[Dataset extract Boundary: Start]

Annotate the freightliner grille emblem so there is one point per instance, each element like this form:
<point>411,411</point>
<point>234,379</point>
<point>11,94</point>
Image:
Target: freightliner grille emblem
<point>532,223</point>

[Dataset extract Boundary: End]

— Task requirements —
Transcribe each entry above exactly as it reads.

— Answer for the task —
Annotate the freightliner grille emblem so there is one point per instance, each element like this form:
<point>411,411</point>
<point>234,379</point>
<point>11,94</point>
Image:
Target: freightliner grille emblem
<point>532,223</point>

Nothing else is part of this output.